• **Extracted entries**
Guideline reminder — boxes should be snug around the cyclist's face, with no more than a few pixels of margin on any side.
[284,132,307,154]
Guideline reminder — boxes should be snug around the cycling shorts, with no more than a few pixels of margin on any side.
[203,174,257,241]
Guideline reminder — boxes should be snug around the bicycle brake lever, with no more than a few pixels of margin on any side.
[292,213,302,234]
...
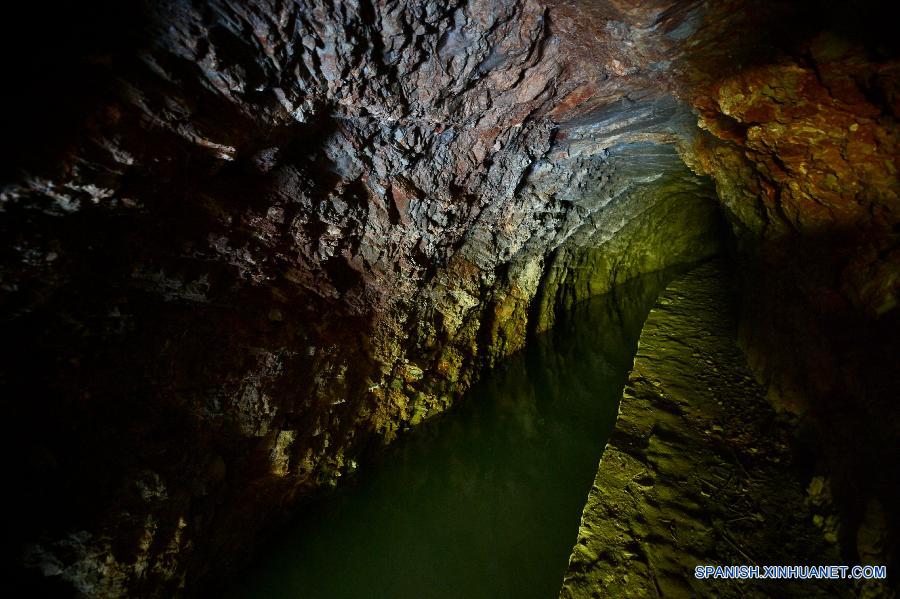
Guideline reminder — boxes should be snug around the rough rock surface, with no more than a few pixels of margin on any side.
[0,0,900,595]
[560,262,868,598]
* * *
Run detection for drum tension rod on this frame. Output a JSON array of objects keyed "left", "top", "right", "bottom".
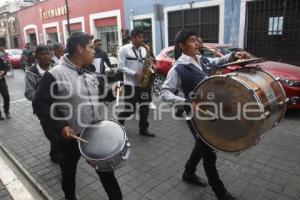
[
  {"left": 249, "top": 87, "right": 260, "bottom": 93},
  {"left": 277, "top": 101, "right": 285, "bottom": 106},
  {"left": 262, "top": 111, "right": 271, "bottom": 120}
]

• **Task statement**
Copy the lines starting at the one containing "Guideline reminder — boxes should be snug around the cyclist's" and ending at the one containing "[203,174,257,241]", including both of those lines, and add 38 to every box coordinate in the answers.

• **The reply**
Guideline reminder — boxes should be snug around the cyclist's face, with no more than a few pixels of margin on any side.
[322,170,345,192]
Guideline reminder — boxes should be snug around the cycling shorts, with no more than a few pixels of margin on any side.
[241,212,295,279]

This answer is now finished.